• [Excerpted data]
########################################

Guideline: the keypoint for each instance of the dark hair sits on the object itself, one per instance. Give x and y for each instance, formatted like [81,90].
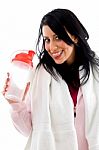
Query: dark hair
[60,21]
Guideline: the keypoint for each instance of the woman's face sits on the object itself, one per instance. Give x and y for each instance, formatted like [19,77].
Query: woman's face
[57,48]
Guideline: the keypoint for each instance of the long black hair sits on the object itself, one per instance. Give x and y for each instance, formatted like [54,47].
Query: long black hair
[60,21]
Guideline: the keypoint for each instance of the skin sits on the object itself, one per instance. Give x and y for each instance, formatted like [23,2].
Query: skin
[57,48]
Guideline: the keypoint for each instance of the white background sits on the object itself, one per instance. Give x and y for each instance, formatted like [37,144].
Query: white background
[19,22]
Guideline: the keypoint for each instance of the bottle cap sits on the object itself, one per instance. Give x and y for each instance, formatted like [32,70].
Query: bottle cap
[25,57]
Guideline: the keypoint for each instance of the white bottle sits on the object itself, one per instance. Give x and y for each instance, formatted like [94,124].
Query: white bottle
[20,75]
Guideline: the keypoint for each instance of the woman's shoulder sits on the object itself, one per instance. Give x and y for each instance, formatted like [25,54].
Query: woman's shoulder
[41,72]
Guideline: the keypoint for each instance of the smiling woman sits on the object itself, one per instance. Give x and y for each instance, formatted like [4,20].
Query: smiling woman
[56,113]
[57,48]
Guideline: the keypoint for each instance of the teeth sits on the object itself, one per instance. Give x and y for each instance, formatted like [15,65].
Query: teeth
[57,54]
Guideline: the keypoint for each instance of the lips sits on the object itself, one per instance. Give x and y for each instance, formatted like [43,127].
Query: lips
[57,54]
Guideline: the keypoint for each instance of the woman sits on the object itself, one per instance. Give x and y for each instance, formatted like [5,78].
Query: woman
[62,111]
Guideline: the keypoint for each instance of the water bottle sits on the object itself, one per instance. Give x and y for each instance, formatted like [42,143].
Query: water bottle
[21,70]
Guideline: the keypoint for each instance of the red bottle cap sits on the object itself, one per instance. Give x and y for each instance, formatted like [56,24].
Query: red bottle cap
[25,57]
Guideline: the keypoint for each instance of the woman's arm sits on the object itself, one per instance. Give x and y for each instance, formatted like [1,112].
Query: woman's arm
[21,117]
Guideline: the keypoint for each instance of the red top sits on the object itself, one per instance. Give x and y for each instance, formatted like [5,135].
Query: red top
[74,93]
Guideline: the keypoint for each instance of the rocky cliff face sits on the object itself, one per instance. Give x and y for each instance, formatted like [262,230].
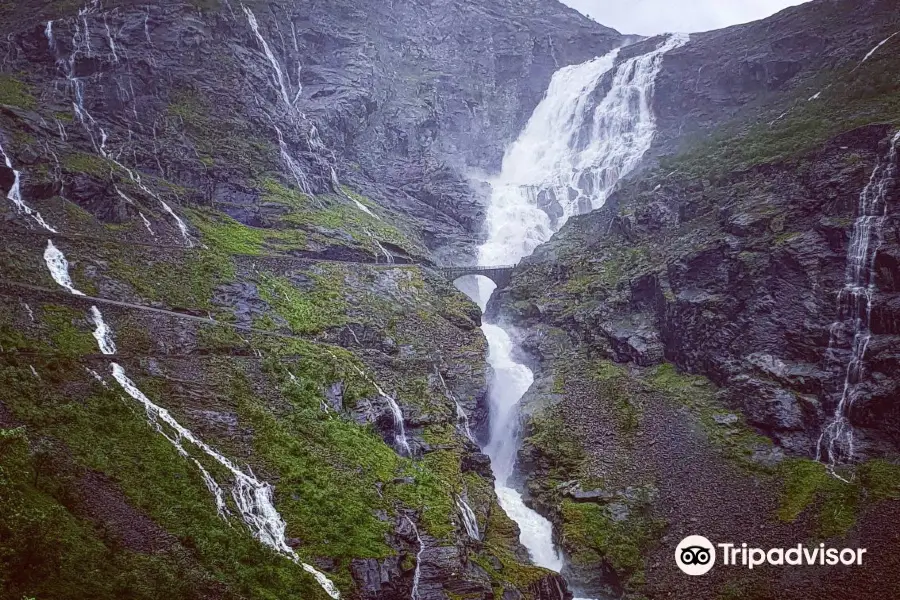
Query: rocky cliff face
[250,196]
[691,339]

########################################

• [Stated problem]
Please write out the lines above again, starting with the line containing "Guideline: the keypoint for each instance of the rocky" and going on through the end of the lines. Keep every line, and shift each keypoint coordinate in the answers by adding 62 to both x and y. Leave out the pictures.

• [Response to the exercise]
Guideline: the keypoint for each instance of the rocky cliff face sits on the object itself, one per instance. Give x and y for each instance, formatted like [262,230].
Query: rocky cliff face
[312,258]
[753,401]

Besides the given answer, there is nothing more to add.